----- Entries -----

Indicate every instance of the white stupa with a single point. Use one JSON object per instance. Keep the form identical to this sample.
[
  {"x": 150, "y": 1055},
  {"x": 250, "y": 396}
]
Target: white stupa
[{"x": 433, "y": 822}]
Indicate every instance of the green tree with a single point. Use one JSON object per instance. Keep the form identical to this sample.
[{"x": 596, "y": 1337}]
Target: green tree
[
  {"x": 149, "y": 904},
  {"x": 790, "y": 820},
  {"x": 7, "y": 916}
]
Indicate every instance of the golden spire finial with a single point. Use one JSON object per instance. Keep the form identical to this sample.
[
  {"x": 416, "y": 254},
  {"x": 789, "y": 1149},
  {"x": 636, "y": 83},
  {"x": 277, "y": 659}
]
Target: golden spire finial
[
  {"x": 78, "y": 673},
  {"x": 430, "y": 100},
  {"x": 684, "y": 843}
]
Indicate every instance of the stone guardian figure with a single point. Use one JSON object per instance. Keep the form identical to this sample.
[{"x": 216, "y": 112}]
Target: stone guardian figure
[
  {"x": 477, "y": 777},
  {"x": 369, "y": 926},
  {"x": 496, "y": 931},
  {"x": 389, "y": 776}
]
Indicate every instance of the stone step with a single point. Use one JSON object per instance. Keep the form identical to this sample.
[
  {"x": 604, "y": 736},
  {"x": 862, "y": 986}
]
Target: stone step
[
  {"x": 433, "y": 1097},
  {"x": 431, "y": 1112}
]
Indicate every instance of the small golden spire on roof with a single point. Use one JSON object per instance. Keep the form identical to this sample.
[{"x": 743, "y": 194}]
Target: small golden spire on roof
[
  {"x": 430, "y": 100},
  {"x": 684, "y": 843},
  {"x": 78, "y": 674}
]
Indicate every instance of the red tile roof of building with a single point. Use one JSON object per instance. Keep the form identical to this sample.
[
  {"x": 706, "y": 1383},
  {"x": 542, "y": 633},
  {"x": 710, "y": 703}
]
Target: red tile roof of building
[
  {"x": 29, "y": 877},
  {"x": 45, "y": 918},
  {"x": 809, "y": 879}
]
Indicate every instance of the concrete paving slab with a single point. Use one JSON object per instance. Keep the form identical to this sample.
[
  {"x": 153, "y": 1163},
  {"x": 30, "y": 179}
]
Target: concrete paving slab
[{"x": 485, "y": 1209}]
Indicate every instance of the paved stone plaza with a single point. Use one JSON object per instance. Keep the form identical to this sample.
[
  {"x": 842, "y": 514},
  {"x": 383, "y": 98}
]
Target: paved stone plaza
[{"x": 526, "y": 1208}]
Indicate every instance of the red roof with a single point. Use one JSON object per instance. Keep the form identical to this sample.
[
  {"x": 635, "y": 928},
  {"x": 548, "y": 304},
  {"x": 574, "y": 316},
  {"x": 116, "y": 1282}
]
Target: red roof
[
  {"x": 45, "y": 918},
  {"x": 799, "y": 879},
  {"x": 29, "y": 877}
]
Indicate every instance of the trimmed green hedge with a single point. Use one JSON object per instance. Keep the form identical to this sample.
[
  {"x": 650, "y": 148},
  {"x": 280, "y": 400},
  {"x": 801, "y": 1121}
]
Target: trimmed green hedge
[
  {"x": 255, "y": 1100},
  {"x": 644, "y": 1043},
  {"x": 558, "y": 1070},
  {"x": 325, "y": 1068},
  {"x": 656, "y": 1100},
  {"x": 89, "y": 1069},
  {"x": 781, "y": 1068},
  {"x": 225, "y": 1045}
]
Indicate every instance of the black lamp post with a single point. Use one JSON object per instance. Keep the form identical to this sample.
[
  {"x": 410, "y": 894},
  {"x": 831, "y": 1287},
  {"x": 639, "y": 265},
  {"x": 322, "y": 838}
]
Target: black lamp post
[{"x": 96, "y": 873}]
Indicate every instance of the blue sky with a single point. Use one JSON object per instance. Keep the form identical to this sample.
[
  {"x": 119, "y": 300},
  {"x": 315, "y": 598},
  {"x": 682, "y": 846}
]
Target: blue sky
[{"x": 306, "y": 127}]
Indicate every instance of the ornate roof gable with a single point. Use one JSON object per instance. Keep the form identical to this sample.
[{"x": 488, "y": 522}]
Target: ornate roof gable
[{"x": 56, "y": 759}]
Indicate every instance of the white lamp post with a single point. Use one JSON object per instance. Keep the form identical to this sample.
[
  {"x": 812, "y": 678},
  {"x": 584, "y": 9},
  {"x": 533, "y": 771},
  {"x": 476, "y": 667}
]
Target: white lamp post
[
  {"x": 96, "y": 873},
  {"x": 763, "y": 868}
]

-----

:: Directions for this task ::
Starting at the line that contains "Indicate every instance of the white lamp" and ending at the end of the data, write those lines out again, requests included. Multiply every coordinate in the answers by 0.25 and round to whole numbers, with halves rounded up.

:: Answer for this exercise ::
Indicate every instance of the white lamp post with a single point. Use one JSON object per instance. Keep the form identical to this sample.
[
  {"x": 812, "y": 678},
  {"x": 584, "y": 9},
  {"x": 533, "y": 771},
  {"x": 476, "y": 667}
]
Target: white lamp post
[
  {"x": 24, "y": 218},
  {"x": 191, "y": 217}
]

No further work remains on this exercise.